- Poster
- Directed by: Katie Holmes
- Written by: Katie Holmes
- Produced by: Katie Holmes; Jordan Beckerman; Jordan Yale Levine; Shaun Sanghani;
- Starring: Katie Holmes; Jim Sturgess; Derek Luke; Melissa Leo; Zosia Mamet; Becky Ann Baker;
- Cinematography: Martim Vian
- Edited by: Sandra Adair
- Music by: Graham Reynolds
- Production companies: Yale Productions; Lafayette Pictures; SSS Entertainment; LB Entertainment; The Forest Road Company;
- Distributed by: Vertical Entertainment;
- Release dates: July 14, 2022 (Tribeca Film Festival); July 22, 2022 (United States);
- Running time: 93 minutes
- Country: United States
- Language: English

= Alone Together (2022 film) =

2022 film by Katie Holmes

Alone Together is a 2022 American romantic drama film written and directed by Katie Holmes. The film stars Holmes, Jim Sturgess, Derek Luke, Melissa Leo, Zosia Mamet, and Becky Ann Baker. It premiered at the Tribeca Film Festival on July 14, 2022 and was released in the United States on July 22, 2022, by Vertical Entertainment.

▶ Stored items from a collection:
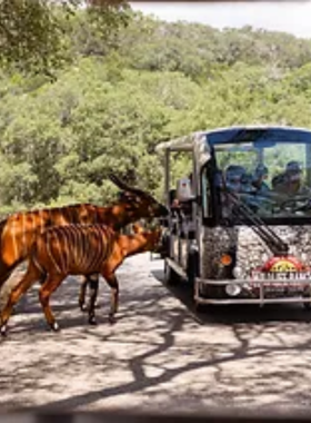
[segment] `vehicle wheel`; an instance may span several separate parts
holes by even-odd
[[[199,276],[199,258],[197,252],[189,254],[187,275],[189,282],[194,284],[195,277]]]
[[[204,313],[207,311],[207,305],[202,303],[194,303],[195,313]]]
[[[179,274],[164,260],[164,283],[167,285],[174,285],[180,282]]]
[[[303,303],[303,307],[308,311],[311,309],[311,303]]]

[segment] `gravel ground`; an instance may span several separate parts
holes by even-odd
[[[1,411],[311,410],[310,312],[239,306],[195,315],[191,288],[165,287],[162,267],[150,254],[120,267],[114,325],[104,282],[96,327],[77,306],[77,279],[63,283],[52,297],[60,333],[47,329],[38,287],[29,292],[0,340]]]

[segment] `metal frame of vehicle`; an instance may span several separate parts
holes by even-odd
[[[192,158],[192,197],[191,213],[175,217],[170,213],[167,230],[167,252],[164,255],[165,281],[177,282],[180,277],[191,279],[194,284],[193,297],[197,305],[200,304],[259,304],[269,303],[303,303],[311,306],[311,214],[310,217],[289,219],[273,223],[269,219],[253,222],[237,222],[224,225],[219,217],[219,212],[212,209],[207,218],[203,213],[204,189],[203,173],[207,169],[214,173],[214,156],[209,144],[209,138],[214,139],[228,134],[233,142],[239,134],[245,139],[254,134],[281,134],[288,137],[288,144],[294,137],[304,137],[305,159],[311,163],[311,131],[308,129],[273,127],[273,126],[245,126],[219,128],[211,131],[199,131],[189,136],[159,144],[157,153],[163,155],[164,166],[164,197],[167,206],[171,206],[171,160],[174,154],[184,151]],[[273,132],[274,131],[274,132]],[[234,135],[235,134],[235,135]],[[235,137],[235,138],[234,138]],[[228,139],[229,139],[228,138]],[[259,140],[260,142],[260,140]],[[211,164],[213,166],[211,166]],[[311,166],[308,165],[307,180],[311,180]],[[214,176],[212,176],[214,177]],[[210,187],[210,203],[213,203],[213,188]],[[247,216],[248,217],[248,216]],[[254,216],[255,217],[255,216]],[[275,220],[277,222],[277,220]],[[265,235],[264,235],[265,232]],[[310,237],[309,234],[310,233]],[[268,234],[268,235],[267,235]],[[275,252],[274,246],[282,246],[282,236],[287,235],[288,249]],[[264,236],[263,236],[264,235]],[[308,235],[308,236],[307,236]],[[272,238],[272,239],[271,239]],[[269,245],[269,239],[271,245]],[[275,240],[277,239],[277,240]],[[310,239],[310,247],[309,247]],[[279,244],[278,244],[279,240]],[[249,255],[257,253],[255,265],[250,264]],[[269,260],[267,259],[267,256]],[[258,258],[260,257],[260,258]],[[263,258],[264,257],[264,258]],[[275,258],[277,257],[277,258]],[[292,258],[293,257],[293,258]],[[255,279],[252,272],[260,266],[267,266],[267,262],[282,262],[285,270],[280,273],[264,273],[261,279]],[[303,270],[288,269],[288,264],[297,259],[303,262]],[[229,263],[225,263],[225,260]],[[274,263],[273,262],[273,263]],[[271,265],[272,266],[272,265]],[[290,264],[290,266],[293,266]],[[242,267],[242,270],[241,270]],[[239,272],[238,272],[239,270]],[[261,272],[261,270],[260,270]],[[271,276],[271,277],[270,277]],[[283,279],[279,279],[283,277]],[[284,279],[285,278],[285,279]],[[269,289],[268,289],[269,288]],[[279,291],[278,291],[279,289]]]

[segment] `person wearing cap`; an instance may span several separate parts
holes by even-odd
[[[284,173],[273,178],[272,186],[277,191],[288,196],[311,194],[302,180],[302,169],[297,160],[287,164]]]
[[[270,191],[270,187],[265,181],[268,178],[268,167],[263,164],[259,164],[254,169],[252,185],[254,188],[257,188],[258,194],[267,194],[268,191]]]

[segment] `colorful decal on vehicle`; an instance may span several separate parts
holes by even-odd
[[[303,272],[305,266],[293,256],[272,257],[261,268],[261,272],[284,273]]]

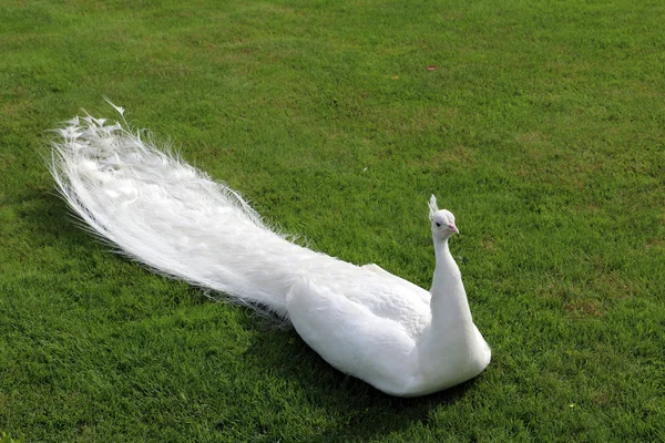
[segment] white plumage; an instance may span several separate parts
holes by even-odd
[[[132,133],[124,117],[74,117],[57,132],[51,173],[98,235],[158,272],[289,319],[338,370],[412,396],[467,381],[489,364],[448,249],[454,217],[433,196],[437,266],[426,291],[376,265],[290,243],[236,192]]]

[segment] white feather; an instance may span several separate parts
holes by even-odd
[[[335,368],[390,394],[434,392],[488,365],[448,250],[454,217],[434,196],[437,267],[426,291],[288,241],[237,192],[130,131],[124,109],[111,105],[122,122],[85,115],[57,130],[50,168],[73,210],[123,254],[289,319]]]

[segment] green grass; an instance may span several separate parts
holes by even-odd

▶ Exercise instructions:
a) Echo the passage of the Alone Together film article from "Alone Together is" up to and including "by Vertical Entertainment.", keeping every word unchanged.
b) In the Alone Together film article, who is named as the film's editor?

▶ Answers:
a)
Alone Together is a 2022 American romantic drama film written and directed by Katie Holmes. The film stars Holmes, Jim Sturgess, Derek Luke, Melissa Leo, Zosia Mamet, and Becky Ann Baker. It premiered at the Tribeca Film Festival on July 14, 2022 and was released in the United States on July 22, 2022, by Vertical Entertainment.

b) Sandra Adair